WHAT IS BEING ASKED
Report how many lines in the entries below contain the string "pickup". Give only the number.

Start of TASK DATA

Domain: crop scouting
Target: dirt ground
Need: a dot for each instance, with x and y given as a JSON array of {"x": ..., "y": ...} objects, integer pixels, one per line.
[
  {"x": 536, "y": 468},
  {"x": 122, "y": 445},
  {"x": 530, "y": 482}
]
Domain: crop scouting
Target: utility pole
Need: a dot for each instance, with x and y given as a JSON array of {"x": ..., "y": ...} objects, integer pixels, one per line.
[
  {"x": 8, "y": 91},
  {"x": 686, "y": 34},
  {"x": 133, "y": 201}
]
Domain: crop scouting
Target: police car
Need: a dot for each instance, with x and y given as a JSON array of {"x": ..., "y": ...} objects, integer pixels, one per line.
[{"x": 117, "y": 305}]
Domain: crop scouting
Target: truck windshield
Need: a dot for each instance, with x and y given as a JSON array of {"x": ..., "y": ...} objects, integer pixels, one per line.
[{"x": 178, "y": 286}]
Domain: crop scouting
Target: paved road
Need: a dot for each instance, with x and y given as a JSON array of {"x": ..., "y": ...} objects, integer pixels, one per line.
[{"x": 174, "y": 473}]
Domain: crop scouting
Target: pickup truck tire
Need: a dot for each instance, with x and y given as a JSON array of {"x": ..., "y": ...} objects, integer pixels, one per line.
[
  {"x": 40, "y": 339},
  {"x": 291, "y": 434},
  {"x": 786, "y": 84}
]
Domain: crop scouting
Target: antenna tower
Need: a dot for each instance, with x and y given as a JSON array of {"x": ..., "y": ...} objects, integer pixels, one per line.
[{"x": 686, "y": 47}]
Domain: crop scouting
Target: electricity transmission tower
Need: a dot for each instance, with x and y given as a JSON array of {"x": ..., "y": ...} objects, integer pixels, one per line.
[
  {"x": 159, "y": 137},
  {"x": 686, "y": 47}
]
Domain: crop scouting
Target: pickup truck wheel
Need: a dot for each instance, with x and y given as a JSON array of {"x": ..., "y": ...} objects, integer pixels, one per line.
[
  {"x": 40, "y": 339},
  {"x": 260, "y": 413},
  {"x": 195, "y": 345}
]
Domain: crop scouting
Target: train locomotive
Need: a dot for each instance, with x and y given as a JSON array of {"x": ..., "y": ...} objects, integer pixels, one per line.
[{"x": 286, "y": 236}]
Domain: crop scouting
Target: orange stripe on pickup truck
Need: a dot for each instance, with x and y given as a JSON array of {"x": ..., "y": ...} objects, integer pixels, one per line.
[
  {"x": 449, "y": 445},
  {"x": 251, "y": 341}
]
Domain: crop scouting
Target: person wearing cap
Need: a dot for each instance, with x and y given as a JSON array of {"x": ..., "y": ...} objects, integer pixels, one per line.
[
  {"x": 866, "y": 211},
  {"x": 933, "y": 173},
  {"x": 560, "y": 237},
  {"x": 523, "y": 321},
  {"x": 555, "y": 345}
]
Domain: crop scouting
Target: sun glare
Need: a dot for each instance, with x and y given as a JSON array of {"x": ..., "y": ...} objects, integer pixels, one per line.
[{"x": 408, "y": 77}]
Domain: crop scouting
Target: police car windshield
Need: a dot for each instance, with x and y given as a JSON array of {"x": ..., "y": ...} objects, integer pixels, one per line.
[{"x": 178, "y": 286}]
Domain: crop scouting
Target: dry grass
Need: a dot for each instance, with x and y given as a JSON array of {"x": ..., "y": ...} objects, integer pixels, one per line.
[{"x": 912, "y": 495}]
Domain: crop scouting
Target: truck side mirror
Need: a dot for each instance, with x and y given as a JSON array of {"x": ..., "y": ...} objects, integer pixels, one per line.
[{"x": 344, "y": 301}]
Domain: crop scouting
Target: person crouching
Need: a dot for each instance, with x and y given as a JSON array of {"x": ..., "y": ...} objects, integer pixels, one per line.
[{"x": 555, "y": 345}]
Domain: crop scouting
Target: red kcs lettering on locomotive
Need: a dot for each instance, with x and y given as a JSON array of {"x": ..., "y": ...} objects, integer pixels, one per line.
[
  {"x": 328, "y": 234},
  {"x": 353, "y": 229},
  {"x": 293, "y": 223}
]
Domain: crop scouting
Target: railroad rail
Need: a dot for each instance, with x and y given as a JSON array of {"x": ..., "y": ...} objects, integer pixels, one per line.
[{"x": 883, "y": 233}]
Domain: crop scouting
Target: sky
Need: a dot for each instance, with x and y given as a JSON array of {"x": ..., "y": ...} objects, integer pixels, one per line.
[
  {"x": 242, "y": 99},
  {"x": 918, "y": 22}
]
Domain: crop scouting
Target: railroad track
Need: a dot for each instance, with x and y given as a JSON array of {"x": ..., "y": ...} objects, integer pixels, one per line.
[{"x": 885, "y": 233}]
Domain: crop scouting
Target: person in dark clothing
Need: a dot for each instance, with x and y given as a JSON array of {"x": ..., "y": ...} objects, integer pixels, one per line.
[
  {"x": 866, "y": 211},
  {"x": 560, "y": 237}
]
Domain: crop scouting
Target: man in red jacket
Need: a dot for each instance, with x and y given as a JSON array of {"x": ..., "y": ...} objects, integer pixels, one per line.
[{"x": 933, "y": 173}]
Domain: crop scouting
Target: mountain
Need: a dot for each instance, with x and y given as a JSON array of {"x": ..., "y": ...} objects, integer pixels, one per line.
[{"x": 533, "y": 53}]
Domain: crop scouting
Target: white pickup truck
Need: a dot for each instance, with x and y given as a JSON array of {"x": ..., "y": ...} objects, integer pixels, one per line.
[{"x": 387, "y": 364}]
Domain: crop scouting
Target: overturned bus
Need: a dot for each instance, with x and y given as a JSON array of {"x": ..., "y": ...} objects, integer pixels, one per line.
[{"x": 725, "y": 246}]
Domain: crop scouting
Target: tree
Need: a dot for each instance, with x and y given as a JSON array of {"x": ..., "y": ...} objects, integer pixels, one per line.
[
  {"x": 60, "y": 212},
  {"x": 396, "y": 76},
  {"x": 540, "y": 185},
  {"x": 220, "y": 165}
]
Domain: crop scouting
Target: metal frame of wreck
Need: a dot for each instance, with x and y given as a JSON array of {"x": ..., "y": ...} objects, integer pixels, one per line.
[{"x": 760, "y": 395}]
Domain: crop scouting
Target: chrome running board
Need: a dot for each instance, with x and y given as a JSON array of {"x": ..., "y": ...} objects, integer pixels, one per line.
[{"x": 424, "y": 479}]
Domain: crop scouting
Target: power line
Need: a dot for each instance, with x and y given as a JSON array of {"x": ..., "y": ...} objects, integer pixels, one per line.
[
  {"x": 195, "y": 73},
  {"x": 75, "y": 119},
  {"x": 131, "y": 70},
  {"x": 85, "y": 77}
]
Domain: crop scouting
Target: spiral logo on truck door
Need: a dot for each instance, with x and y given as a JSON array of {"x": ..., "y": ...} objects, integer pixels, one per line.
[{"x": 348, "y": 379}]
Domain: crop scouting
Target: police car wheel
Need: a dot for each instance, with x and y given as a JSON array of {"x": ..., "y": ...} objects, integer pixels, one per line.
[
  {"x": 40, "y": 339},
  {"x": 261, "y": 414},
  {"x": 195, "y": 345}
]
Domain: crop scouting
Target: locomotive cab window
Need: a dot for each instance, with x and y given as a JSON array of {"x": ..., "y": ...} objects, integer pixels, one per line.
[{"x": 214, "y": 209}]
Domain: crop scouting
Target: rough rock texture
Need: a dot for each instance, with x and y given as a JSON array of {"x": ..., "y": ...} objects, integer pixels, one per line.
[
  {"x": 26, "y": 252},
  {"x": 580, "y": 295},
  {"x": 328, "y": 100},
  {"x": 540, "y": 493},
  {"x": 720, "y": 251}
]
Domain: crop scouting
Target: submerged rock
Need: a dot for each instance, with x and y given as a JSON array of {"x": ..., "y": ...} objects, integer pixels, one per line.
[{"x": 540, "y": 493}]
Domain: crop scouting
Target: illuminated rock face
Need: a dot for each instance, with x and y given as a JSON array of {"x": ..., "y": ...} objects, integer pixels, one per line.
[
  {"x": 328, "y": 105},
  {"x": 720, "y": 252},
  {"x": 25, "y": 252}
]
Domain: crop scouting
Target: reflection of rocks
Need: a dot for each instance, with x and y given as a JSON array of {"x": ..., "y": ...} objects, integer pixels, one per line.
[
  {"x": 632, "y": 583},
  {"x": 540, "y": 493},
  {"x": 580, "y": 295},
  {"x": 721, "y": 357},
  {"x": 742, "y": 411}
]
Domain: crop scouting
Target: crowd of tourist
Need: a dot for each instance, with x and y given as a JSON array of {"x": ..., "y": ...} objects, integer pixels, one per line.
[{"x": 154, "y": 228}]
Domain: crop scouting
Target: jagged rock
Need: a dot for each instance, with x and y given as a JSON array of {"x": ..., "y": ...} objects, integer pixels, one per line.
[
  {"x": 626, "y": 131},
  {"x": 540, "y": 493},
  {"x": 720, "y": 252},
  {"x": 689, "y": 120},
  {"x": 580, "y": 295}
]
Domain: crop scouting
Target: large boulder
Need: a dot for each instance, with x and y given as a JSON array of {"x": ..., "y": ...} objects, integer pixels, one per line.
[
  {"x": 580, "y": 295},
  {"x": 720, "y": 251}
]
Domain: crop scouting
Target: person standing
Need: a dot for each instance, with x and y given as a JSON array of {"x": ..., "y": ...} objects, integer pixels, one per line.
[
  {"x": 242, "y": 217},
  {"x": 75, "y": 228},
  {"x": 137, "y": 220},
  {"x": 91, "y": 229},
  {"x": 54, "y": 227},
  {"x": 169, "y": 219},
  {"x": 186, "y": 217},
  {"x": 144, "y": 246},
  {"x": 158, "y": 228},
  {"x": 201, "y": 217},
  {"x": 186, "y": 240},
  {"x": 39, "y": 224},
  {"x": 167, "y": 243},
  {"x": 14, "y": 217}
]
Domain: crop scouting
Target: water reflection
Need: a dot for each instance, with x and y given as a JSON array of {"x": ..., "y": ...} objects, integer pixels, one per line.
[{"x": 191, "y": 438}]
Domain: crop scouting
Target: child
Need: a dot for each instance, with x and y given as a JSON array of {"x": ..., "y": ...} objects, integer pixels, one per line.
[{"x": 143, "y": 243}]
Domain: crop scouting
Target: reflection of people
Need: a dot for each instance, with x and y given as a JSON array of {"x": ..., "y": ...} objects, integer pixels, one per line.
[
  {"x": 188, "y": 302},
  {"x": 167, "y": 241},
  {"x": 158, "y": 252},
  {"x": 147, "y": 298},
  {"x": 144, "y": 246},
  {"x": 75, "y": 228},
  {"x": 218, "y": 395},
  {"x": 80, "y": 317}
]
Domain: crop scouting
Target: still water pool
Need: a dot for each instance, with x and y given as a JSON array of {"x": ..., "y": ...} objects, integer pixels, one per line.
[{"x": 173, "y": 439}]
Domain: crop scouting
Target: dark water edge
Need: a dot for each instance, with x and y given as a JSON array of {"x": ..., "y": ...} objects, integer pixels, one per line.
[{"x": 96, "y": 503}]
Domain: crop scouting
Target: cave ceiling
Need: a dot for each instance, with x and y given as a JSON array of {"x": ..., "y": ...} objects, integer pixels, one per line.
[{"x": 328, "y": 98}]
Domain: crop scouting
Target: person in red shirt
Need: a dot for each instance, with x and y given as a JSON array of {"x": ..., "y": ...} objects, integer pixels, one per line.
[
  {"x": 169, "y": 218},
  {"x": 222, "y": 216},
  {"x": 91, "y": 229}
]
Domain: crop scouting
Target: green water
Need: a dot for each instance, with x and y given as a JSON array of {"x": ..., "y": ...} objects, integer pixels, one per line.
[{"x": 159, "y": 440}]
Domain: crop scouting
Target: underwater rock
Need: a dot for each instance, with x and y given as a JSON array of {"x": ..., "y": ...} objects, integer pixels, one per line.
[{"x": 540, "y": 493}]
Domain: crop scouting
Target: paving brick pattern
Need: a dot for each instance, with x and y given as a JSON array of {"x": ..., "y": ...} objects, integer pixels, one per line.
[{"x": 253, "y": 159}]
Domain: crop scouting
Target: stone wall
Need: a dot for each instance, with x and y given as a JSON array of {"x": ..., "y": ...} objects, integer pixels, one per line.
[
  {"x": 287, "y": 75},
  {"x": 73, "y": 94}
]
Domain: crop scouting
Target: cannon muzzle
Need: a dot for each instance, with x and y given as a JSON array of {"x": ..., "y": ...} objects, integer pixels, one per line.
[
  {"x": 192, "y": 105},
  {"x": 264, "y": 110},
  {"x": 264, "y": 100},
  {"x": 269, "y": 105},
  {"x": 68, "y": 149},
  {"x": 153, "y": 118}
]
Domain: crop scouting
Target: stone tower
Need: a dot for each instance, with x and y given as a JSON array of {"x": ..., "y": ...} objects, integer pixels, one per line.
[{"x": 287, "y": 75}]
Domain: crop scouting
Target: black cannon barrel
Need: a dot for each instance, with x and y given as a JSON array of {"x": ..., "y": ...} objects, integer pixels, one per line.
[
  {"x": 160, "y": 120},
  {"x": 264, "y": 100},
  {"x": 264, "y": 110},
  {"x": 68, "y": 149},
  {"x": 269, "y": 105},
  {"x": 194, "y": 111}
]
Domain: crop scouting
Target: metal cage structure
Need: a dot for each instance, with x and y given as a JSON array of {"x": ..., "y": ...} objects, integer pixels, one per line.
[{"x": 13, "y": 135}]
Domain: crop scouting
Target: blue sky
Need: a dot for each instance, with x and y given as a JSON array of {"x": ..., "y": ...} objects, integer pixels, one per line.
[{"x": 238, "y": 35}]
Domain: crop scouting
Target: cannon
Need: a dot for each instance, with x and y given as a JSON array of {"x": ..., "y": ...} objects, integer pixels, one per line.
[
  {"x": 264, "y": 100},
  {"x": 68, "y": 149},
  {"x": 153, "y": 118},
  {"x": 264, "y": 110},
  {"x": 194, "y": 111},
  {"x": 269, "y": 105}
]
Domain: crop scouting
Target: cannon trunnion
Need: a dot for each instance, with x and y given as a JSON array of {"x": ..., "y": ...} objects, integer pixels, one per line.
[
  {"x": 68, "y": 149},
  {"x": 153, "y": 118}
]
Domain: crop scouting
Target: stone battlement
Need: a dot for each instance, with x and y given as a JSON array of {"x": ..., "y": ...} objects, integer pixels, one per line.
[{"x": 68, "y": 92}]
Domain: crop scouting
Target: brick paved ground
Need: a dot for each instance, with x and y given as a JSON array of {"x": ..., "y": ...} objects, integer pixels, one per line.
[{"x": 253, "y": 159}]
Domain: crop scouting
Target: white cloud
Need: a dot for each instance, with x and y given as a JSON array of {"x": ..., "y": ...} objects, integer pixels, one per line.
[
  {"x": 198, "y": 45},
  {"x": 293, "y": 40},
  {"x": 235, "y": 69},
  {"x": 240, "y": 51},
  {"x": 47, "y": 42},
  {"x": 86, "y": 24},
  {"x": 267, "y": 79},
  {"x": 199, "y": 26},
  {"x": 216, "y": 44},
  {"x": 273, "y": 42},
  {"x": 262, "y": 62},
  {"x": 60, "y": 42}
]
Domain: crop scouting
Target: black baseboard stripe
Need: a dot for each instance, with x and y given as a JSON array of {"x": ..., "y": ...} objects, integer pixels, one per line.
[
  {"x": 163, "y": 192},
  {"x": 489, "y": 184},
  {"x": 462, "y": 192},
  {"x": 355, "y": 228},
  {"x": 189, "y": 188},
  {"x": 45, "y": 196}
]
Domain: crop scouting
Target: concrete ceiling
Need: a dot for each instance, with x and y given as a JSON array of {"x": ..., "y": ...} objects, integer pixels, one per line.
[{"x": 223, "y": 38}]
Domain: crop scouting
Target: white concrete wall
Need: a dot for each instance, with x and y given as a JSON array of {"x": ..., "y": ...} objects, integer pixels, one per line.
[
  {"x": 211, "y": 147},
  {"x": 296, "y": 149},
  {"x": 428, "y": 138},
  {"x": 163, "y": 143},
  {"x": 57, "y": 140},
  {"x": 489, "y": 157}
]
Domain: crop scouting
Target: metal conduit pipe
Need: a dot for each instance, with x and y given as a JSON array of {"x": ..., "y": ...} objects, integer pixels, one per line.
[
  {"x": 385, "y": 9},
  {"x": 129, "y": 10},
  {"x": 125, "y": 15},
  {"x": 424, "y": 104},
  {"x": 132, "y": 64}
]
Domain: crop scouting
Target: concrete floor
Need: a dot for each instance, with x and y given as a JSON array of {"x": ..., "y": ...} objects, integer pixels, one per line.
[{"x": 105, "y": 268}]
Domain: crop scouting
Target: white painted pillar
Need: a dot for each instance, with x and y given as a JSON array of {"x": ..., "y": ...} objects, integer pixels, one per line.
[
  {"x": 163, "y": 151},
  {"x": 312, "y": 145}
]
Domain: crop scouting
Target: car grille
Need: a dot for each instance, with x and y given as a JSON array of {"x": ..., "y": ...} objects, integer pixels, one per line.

End of TASK DATA

EXERCISE ANSWER
4